What you return should match the data exactly, from the first line to the last.
┄┄┄┄┄┄
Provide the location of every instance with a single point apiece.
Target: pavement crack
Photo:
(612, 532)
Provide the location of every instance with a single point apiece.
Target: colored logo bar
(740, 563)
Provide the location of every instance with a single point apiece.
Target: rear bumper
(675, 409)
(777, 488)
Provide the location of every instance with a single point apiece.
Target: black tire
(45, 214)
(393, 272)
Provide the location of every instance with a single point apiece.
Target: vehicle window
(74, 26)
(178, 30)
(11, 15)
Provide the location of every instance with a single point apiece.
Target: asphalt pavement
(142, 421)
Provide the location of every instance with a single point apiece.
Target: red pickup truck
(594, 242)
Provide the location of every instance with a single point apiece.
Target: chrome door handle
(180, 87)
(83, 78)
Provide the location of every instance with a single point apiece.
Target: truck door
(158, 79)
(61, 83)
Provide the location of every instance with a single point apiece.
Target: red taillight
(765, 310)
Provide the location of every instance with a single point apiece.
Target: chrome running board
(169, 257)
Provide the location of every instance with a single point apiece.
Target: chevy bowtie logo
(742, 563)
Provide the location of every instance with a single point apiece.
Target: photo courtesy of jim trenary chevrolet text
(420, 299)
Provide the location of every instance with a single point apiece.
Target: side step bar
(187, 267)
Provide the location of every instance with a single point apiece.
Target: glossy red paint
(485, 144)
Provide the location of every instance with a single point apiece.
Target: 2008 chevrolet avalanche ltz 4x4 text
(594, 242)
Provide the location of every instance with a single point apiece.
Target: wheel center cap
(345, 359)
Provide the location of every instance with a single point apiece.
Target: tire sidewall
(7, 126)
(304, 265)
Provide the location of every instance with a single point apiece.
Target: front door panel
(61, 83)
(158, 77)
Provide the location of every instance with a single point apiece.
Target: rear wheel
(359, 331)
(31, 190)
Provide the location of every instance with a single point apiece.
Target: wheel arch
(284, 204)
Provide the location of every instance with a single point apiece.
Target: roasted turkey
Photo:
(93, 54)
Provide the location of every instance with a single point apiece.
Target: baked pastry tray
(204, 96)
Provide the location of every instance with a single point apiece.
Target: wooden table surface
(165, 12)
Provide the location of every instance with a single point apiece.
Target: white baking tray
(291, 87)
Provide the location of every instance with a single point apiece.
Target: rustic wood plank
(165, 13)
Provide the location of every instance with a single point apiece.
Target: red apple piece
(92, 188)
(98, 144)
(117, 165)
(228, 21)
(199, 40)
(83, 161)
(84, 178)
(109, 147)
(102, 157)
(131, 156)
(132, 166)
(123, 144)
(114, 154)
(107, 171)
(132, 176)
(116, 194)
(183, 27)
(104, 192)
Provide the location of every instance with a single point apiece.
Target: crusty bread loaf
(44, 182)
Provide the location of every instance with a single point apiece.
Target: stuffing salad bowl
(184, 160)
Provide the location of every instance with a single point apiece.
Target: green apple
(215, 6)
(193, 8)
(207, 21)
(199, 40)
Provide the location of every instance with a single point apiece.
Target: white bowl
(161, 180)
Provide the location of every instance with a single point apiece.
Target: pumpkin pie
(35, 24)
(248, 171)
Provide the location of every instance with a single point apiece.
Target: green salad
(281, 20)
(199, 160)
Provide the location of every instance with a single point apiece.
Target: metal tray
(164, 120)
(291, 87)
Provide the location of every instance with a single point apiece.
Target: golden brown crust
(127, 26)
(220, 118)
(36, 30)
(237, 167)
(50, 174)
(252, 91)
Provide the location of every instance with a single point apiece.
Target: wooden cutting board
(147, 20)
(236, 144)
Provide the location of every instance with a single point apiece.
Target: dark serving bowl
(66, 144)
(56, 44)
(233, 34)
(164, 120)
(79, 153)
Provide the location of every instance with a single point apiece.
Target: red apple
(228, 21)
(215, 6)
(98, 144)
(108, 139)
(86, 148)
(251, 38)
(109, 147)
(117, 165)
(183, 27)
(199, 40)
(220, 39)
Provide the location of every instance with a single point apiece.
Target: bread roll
┄┄┄┄┄┄
• **THE ANSWER**
Provide the location of every instance with a single point apiece.
Target: pavement crack
Photo:
(612, 532)
Provide the location of every instance with a single point apiece.
Target: colored logo bar
(740, 563)
Provide the location of every instance with a single point apiece.
Target: rear bumper
(675, 409)
(777, 488)
Provide the location of every instance with a single point apiece.
Target: black tire
(45, 214)
(393, 272)
Provide the location of every instance with a single point apiece.
Target: vehicle window
(74, 26)
(178, 30)
(11, 15)
Provide the location of every instance with a single point apiece.
Target: asphalt pavement
(142, 421)
Provide the location of every instance with a single point apiece.
Target: red pickup truck
(594, 242)
Provide the location of every instance with a single point apiece.
Target: chrome door handle
(180, 87)
(83, 78)
Provide the location of every instance with a single point apiece.
Target: truck door
(158, 79)
(61, 83)
Provide the location of every instance with a single point apiece.
Target: red taillight
(765, 310)
Provide the location of every instance with a single point apiece.
Target: chrome running board
(169, 257)
Provide the location of every instance with a single point apiece.
Target: chevy bowtie logo
(742, 563)
Provide the location of every instance with a single point apiece.
Target: photo courtesy of jim trenary chevrolet text
(420, 299)
Provide the location of every instance with a single point apiece.
Target: side step bar
(187, 267)
Provide the location of every instance with a single point apiece.
Target: glossy red paint
(485, 144)
Provide the location of every instance with a single point apiece.
Target: 2008 chevrolet avalanche ltz 4x4 text
(594, 242)
Provide the location of every instance with a single point apiece.
Target: wheel center cap
(345, 359)
Provide the location of every instance with a single point apiece.
Target: tire sidewall
(7, 126)
(304, 265)
Provide the location of every instance with a single point apiece.
Target: front door panel
(61, 83)
(158, 77)
Provide the location of every instance with a single point apiece.
Target: rear wheel
(359, 331)
(31, 190)
Provide the location of every instance with a single point apiece.
Target: wheel arch
(284, 204)
Provide the location of every instance with a single point apiece.
Target: roasted turkey
Photo:
(93, 54)
Provide the location of every instance with a single point apiece.
Target: baked pastry tray
(204, 96)
Provide the location of every instance with a single point apiece.
Target: wooden table surface
(165, 12)
Provide the location of every instance with a single point apiece.
Target: white baking tray
(291, 87)
Provide the location of every instance with a single point apiece.
Target: rustic wood plank
(165, 13)
Provide the location of every instance with a single point apiece.
Target: red apple piece
(92, 188)
(98, 144)
(117, 165)
(228, 21)
(199, 40)
(83, 161)
(84, 178)
(109, 147)
(102, 157)
(131, 156)
(132, 166)
(123, 144)
(114, 154)
(107, 171)
(132, 176)
(116, 194)
(183, 27)
(104, 192)
Provide the location of every instance with a single point apiece.
Target: crusty bread loaf
(44, 182)
Provide the location of every instance with a single point apiece.
Target: stuffing salad bowl
(184, 160)
Provide the location of every instance with a single point apiece.
Target: green apple
(215, 6)
(193, 8)
(207, 21)
(199, 40)
Provide the location of every instance with a single point apiece.
Target: white bowl
(161, 180)
Provide the location of every instance with a single point apiece.
Target: pumpkin pie
(35, 24)
(248, 171)
Provide the location of every instance with a single point apiece.
Target: green salad
(281, 20)
(199, 160)
Provide the location of every instance with a single point apiece.
Target: metal tray
(164, 120)
(291, 87)
Provide the location of every instance with a single point apiece.
Target: golden brown crust
(127, 26)
(220, 118)
(36, 30)
(237, 167)
(50, 174)
(252, 91)
Provide the location of every instance with a single point apiece.
Target: wooden cutting board
(147, 20)
(236, 144)
Provide the location of every instance with a single point apiece.
Target: dark serving bowl
(66, 144)
(56, 44)
(233, 34)
(164, 120)
(79, 153)
Provide the location of every instance with a single point apiece.
Target: red apple
(228, 21)
(215, 6)
(98, 144)
(108, 139)
(86, 148)
(251, 38)
(109, 147)
(117, 165)
(183, 27)
(199, 40)
(220, 39)
Provide the location of every instance with a single point apiece.
Target: bread roll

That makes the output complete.